╭─ Records for processing

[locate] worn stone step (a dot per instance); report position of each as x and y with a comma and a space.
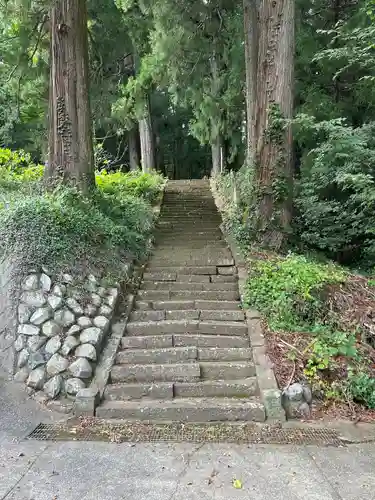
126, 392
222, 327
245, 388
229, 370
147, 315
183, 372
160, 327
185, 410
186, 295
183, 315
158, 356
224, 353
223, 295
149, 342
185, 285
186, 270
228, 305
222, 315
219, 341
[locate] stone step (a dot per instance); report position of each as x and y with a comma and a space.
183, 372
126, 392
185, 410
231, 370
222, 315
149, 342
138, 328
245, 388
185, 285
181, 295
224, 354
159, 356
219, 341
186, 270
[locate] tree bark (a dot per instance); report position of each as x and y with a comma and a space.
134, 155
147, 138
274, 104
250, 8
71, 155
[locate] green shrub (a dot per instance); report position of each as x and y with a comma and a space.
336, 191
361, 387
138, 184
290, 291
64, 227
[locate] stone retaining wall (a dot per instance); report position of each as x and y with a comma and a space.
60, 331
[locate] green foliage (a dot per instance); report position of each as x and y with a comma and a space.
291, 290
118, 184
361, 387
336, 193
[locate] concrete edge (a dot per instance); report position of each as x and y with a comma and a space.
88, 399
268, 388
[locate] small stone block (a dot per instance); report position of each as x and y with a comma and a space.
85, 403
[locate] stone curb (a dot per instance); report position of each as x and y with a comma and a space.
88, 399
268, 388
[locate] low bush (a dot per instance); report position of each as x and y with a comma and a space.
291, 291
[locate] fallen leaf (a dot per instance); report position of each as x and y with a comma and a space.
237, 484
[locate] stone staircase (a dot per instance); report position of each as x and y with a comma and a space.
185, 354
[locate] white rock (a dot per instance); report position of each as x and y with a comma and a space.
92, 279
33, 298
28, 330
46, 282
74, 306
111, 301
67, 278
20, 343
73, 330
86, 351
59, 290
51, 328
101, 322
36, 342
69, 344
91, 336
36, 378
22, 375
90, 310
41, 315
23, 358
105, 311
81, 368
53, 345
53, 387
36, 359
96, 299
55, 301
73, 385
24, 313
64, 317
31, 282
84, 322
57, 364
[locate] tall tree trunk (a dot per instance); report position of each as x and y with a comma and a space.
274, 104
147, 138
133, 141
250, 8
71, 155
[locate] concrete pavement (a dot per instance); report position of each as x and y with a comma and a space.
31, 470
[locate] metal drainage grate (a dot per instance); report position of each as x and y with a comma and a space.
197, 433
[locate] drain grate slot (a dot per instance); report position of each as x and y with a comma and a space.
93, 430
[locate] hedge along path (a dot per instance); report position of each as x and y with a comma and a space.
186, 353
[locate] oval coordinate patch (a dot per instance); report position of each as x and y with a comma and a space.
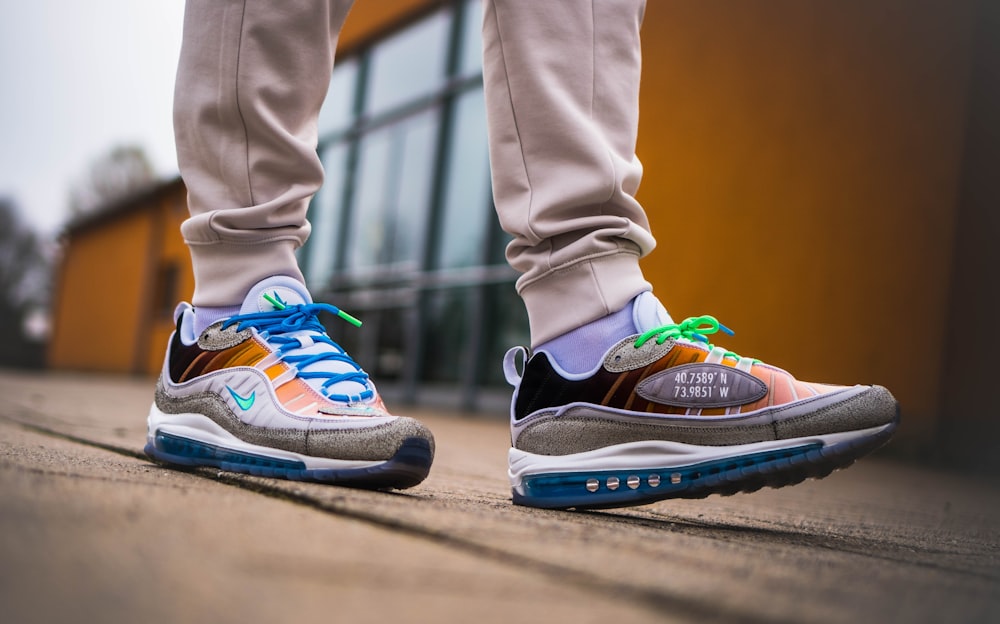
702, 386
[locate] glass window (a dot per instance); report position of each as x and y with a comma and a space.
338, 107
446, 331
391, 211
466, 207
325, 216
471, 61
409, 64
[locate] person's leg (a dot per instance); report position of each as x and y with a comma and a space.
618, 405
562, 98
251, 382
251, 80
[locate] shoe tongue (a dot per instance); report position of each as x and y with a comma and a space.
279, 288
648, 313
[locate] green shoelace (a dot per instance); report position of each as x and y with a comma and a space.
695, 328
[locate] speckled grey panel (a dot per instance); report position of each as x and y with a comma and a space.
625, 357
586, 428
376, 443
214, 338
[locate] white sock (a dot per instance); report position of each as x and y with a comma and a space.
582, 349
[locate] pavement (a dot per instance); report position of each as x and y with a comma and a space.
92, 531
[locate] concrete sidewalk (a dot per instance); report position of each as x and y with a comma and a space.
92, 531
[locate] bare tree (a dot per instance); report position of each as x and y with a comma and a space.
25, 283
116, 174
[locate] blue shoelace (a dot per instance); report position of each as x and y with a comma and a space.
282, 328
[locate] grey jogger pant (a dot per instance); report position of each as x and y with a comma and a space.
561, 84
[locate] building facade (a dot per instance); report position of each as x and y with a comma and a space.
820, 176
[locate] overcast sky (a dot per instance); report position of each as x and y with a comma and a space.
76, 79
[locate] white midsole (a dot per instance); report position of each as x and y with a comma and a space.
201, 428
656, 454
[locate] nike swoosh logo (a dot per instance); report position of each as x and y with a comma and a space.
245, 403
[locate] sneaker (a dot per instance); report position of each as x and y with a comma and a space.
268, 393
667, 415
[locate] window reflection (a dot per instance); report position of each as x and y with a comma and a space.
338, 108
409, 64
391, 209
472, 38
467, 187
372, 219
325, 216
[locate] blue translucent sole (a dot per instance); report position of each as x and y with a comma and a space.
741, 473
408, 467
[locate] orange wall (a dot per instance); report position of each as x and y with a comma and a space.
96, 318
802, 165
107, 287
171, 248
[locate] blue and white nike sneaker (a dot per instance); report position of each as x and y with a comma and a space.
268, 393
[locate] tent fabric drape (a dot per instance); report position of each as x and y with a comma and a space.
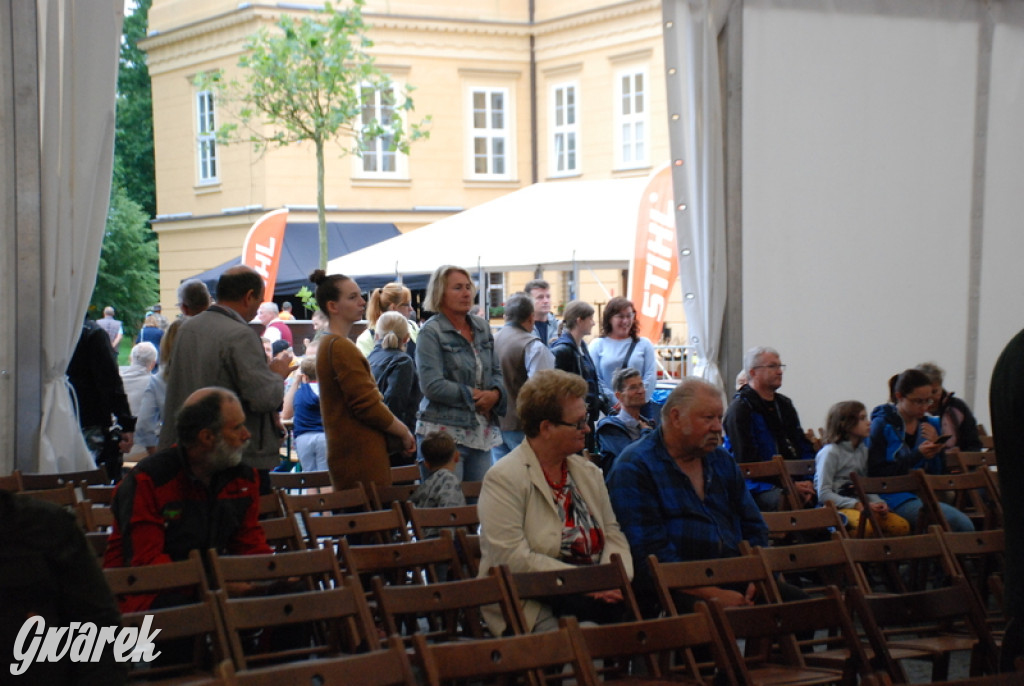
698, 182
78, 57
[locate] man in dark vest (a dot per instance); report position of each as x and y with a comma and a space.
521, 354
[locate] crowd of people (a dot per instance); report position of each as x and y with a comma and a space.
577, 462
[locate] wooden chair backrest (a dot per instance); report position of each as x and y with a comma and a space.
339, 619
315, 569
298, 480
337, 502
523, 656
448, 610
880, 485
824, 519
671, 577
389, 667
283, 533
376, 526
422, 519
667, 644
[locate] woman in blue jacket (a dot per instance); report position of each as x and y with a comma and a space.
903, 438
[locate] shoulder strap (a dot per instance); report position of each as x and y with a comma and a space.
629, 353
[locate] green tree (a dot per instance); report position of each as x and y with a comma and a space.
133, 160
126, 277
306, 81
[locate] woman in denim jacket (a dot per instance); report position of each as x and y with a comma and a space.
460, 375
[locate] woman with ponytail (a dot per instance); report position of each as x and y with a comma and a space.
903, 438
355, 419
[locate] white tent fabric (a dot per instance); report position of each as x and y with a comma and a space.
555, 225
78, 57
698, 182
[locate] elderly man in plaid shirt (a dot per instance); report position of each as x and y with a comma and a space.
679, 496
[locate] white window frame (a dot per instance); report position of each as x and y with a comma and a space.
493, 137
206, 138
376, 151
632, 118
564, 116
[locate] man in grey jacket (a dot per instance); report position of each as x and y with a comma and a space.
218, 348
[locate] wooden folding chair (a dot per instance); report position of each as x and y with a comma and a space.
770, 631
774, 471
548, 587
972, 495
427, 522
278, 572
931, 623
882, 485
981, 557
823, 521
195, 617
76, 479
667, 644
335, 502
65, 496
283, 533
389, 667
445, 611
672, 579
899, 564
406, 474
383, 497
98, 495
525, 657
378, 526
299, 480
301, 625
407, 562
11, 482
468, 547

╰─

— Directions —
The answer is the records above, repeated exactly, with no picture in it.

— Response to the task —
[locate] worn stone step (a dot per instance); report position of each as x and y with a comma and a space.
126, 392
222, 327
245, 388
229, 370
147, 315
183, 372
160, 327
185, 410
186, 295
183, 315
158, 356
224, 353
223, 295
149, 342
185, 285
186, 270
228, 305
222, 315
219, 341
[locate] stone step (a dot per instance); report position of each as x and y with a comma and a space.
183, 372
126, 392
185, 410
231, 370
222, 315
149, 342
138, 328
245, 388
185, 285
181, 295
224, 354
159, 356
219, 341
186, 270
[locate] tree bark (a dot per instance); report position of each as x and y with a comma and a space.
134, 155
147, 138
274, 104
250, 8
71, 155
[locate] green shrub (a dot per instance); report position of each as x and y with a comma and a space.
336, 191
361, 387
138, 184
290, 291
64, 227
[locate] stone retaining wall (a dot per instance); report position of each as x and y with a comma and a space.
60, 331
[locate] green foliage (a dot per instance); report position of each as x and y with a comma and a space.
291, 290
118, 184
361, 387
336, 193
[locate] concrete edge (a dot per instance); report position of each as x and y with a comma and a space.
88, 399
268, 388
[locate] small stone block (a dot per instance); report position of each as x and y with a comma and a space.
85, 403
[locate] stone curb (a dot per instance); report position of each as x and y with a comma and a space.
88, 399
268, 388
[locate] low bush (a dot per instance); report position of each as x and y with a comma and a space.
291, 291
[locate] fallen leaf (a dot per instance); report position of each as x and y with a comma and a space.
237, 484
[locate] stone staircase (a dot per instance); report position of each as x and y with a comma and a space.
185, 354
[locate] white rock (a dot per instance); report position of each as x and y with a comma and a space.
92, 279
33, 298
28, 330
46, 282
74, 306
111, 301
67, 278
20, 343
73, 330
86, 351
59, 290
51, 328
101, 322
36, 342
69, 344
91, 336
36, 378
22, 375
90, 310
41, 315
23, 358
105, 311
81, 368
53, 345
53, 387
36, 359
96, 299
55, 301
73, 385
24, 313
64, 317
31, 282
84, 322
57, 364
[locate] tall tree trunk (a dot per instance); report position of each as x and y with a comma and a space.
274, 104
147, 138
133, 141
250, 8
71, 155
[locate] concrete pavement (a dot per instance); report position of each as x and y with a comma and a space.
31, 470
[locate] metal drainage grate (a dot per instance); report position of each as x and y with a comma and a space.
197, 433
[locate] drain grate slot (a dot per instance); report position of each as x and y with a comma and a space.
93, 430
[locate] hedge along path (a dot per instance); report position of each as x and y with a comma and a space.
186, 353
[locate] oval coordinate patch (a dot per instance); report position of each as x and y with a comma and a space.
702, 386
[locate] glass window (a dot per instance); report position of each as x and y with a comma and a space.
338, 107
446, 331
391, 211
466, 207
325, 216
471, 61
409, 64
[locate] person's leg (a dot per instance); report position of each as x and y with a comma and a space.
618, 405
562, 98
251, 382
251, 80
[locate] shoe tongue (a dot per instance); report position of each as x and y with a comma and a space.
279, 288
648, 313
[locate] green shoelace (a dot per instance); report position of each as x and y with a comma and a space.
695, 328
[locate] speckled grey panel (a dot per instance); report position of each as x and y with a comma and a space.
625, 357
586, 428
376, 443
214, 338
[locate] white sock (a dot per instance); report position of each as x and y with a comma and a space.
582, 349
[locate] pavement (a dot per instance); report position of each as x and y with a comma and a space.
92, 531
[locate] concrete sidewalk (a dot per instance); report position of each as x and y with a comma and a space.
92, 531
[locate] bare tree (a dot per instance); report position of each as x and y with a comma and a space.
25, 283
116, 174
[locate] blue shoelace (a dot per instance); report position of each as x and y with a comma and a space.
282, 328
[locate] grey jogger pant (a dot per instance); report position of each as x and y with a comma and a space.
561, 84
[locate] building facade (a dot per instance); report position of each as x and y with a comma and a space.
820, 176
[locate] overcast sky (a dot per instance); report position of each as x and y with a comma and a space.
76, 79
[locate] white midsole (a dot per instance); report position of each as x and y with a comma and a space.
201, 428
656, 454
[locate] nike swoosh logo (a dot per instance); report position of each as x and y with a comma and a space.
245, 403
[locate] sneaker (a dot per instance); report position of each as x and y with a comma and a space.
268, 393
667, 415
[locate] window reflection (a dot per instance); report position of each as x and y with a comma and a space.
338, 108
409, 64
391, 209
472, 38
467, 187
372, 219
325, 216
[locate] blue translucent sole (a dot per instance); report position of each as x and y with a comma and a space.
741, 473
408, 467
[locate] orange wall (a dot per instance); report position of each as x and y with a comma and a space.
96, 318
802, 165
107, 287
171, 248
[locate] blue and white nike sneaker (a dot per instance); report position of each as x and y with a comma and a space.
268, 393
[locate] tent fabric drape (a dot per instance); report position of each as x and y with a comma and a space.
698, 182
78, 57
[locate] man in dark vest (a dot per instance); report position of each as x and y with a comma and a space.
521, 354
[locate] crowd of people (a dot per instance); report position of each as x and y with a comma and a space.
577, 462
[locate] wooden chair backrest (a dot per instance); report position of each as x and y with a comma and a space.
339, 619
315, 569
298, 480
337, 502
523, 656
448, 610
880, 485
824, 519
671, 577
389, 667
283, 533
376, 526
422, 519
667, 644
[locate] woman in blue jacket (a dot per instance); report position of each as x and y with a comma and a space.
903, 438
[locate] shoulder strap (a dot per instance); report position of each as x and y with a comma and a space.
629, 353
[locate] green tree (a dot per instance); report position of each as x and y with a comma and a space.
133, 160
126, 277
306, 81
[locate] woman in denim jacket (a dot per instance); report position of each as x and y with a comma and a space.
460, 375
[locate] woman with ponytail (a dot per instance); report position of each as x and y with a comma and a space.
903, 438
355, 419
[locate] white tent fabric (a dot per instance); report position of each as x and y with a comma and a space.
555, 225
78, 57
698, 182
[locate] elderly man in plaid shirt (a dot per instance); report position of each as x and y with a comma and a space.
679, 496
[locate] white window frame (a dot per instance); report position of each as x and y with a comma and a space.
493, 137
206, 138
376, 151
632, 118
564, 116
[locate] man in grey jacket (a dot per instance); report position of each as x and y with a comma and a space.
218, 348
[locate] wooden folding chair (a dot per instance); report position of each as x and y with a comma and a space.
770, 631
774, 471
548, 587
972, 495
427, 522
278, 572
931, 623
882, 485
981, 557
823, 521
195, 617
76, 479
667, 644
335, 502
65, 496
283, 533
389, 667
445, 611
672, 579
899, 564
406, 474
383, 497
98, 495
525, 657
378, 526
299, 480
301, 625
407, 562
11, 482
468, 547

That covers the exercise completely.